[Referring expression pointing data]
★ ★ ★

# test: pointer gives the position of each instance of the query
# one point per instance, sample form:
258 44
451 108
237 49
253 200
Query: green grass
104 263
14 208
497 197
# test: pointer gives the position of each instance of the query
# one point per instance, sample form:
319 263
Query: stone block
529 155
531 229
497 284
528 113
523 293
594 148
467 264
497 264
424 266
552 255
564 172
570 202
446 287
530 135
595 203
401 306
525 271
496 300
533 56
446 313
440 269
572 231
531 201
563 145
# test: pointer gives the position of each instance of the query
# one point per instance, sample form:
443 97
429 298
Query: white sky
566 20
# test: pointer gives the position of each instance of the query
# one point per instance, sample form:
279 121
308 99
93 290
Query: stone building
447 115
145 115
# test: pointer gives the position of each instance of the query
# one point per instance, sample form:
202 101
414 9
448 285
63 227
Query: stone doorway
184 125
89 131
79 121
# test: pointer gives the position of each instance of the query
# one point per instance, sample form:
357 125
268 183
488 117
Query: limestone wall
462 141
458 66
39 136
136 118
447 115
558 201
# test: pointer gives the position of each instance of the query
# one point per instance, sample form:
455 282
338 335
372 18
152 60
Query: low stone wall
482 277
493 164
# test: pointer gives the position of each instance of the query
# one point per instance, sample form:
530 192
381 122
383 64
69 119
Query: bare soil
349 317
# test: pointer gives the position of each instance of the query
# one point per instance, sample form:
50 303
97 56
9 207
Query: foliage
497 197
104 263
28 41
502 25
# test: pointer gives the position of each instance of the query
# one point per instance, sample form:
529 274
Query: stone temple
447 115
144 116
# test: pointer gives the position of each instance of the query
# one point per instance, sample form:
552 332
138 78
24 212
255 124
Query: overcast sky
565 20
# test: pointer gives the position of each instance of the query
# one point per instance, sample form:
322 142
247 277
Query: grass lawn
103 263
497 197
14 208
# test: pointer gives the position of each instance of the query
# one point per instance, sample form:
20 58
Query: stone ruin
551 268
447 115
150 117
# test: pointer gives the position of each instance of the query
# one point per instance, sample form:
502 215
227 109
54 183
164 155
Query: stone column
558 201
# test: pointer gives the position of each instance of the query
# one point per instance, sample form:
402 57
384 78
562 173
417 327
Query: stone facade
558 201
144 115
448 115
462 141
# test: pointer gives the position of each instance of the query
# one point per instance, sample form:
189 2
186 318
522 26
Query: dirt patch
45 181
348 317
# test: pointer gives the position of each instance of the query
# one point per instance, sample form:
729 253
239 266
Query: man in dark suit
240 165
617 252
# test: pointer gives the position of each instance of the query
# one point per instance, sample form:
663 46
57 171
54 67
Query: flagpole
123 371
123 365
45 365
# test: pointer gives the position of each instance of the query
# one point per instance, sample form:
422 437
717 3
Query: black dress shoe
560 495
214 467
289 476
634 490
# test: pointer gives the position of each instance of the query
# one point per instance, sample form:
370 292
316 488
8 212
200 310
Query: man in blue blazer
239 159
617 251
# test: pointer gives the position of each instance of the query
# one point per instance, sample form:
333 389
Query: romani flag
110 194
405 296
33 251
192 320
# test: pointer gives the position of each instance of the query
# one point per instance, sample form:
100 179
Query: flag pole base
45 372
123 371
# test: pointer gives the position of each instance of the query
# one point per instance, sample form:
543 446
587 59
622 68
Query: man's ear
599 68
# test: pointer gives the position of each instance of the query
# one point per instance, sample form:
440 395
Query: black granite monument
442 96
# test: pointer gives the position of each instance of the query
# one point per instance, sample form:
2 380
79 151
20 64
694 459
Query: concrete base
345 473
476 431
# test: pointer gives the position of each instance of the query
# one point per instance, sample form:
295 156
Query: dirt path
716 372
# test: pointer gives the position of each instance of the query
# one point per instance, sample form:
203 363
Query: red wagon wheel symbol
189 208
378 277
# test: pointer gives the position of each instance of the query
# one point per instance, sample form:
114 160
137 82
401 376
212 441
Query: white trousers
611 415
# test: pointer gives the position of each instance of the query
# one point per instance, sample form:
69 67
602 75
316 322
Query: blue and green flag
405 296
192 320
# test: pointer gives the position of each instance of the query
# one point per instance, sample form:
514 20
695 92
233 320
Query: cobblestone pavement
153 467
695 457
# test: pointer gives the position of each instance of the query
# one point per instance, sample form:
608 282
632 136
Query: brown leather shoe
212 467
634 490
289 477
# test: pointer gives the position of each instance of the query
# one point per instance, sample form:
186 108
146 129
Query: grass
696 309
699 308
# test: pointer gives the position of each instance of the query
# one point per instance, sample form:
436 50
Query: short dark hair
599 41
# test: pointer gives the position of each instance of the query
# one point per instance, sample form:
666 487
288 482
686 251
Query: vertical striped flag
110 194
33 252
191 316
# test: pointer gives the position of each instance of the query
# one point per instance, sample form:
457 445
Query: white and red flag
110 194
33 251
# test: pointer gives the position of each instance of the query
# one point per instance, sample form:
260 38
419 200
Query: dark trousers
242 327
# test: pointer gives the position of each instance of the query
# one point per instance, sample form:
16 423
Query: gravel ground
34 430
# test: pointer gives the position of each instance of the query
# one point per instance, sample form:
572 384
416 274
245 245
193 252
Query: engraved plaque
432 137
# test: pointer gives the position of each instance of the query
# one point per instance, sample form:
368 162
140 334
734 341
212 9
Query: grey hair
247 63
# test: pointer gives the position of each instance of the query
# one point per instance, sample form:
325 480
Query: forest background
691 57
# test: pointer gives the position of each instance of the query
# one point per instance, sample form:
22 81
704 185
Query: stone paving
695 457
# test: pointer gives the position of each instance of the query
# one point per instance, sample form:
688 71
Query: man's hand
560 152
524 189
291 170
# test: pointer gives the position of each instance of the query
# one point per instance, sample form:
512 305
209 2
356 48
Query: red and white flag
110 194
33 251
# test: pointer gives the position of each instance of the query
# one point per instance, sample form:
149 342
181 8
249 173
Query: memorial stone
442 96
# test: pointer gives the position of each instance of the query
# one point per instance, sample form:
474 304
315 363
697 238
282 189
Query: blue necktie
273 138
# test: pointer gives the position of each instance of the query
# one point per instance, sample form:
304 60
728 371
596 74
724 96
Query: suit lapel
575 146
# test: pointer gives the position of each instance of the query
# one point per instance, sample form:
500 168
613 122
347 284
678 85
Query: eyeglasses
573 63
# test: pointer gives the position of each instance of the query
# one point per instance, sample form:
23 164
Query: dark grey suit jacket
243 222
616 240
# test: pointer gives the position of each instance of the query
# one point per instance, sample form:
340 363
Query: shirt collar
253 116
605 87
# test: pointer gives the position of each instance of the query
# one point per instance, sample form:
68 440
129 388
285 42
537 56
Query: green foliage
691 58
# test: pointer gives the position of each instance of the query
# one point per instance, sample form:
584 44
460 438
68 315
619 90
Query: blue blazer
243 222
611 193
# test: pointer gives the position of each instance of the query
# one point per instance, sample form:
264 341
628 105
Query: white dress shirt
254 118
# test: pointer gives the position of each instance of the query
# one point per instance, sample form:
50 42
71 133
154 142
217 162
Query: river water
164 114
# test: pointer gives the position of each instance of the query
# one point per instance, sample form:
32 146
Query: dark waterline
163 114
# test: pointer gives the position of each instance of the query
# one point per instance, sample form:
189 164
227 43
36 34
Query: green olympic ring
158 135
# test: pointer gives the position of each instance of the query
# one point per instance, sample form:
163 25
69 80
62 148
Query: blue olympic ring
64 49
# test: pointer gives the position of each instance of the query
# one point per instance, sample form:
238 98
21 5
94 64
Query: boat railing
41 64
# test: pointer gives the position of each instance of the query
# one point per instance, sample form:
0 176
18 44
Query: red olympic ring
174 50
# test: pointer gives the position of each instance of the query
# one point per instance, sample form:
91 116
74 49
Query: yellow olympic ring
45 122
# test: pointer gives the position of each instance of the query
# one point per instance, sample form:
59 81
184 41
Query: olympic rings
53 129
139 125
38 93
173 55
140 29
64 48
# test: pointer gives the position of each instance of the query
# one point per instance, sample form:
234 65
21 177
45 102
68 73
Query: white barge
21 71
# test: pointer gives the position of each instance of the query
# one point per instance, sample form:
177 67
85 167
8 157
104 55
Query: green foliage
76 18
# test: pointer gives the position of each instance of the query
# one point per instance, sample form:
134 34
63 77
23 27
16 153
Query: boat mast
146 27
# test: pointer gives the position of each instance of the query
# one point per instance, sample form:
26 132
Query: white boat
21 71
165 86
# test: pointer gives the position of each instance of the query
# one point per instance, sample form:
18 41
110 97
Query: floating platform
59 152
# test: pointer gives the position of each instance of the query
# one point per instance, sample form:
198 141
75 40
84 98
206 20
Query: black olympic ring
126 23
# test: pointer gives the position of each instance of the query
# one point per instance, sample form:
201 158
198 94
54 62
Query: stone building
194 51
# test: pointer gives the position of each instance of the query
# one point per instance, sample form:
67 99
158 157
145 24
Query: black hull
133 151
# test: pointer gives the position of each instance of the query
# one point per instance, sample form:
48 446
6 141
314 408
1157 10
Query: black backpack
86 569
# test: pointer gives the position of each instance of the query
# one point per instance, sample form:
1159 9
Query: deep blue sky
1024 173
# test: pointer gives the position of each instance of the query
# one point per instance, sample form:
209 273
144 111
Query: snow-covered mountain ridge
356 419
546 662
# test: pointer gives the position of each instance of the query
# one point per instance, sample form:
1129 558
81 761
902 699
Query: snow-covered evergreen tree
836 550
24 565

★ ★ ★

PROBLEM TO SOLVE
Copy exactly, please, the span of lines that begins at the line with "Query: snow-covered mountain ridge" and ends at the last line of the data, both included.

RESPONSE TO THIS EXERCISE
Query: snow-covered mountain ridge
356 419
546 662
# test: pointer gives the position of each instance of the query
# one point per instance, sample form:
1129 558
81 761
902 699
Query: snow-covered evergreen tree
836 550
24 565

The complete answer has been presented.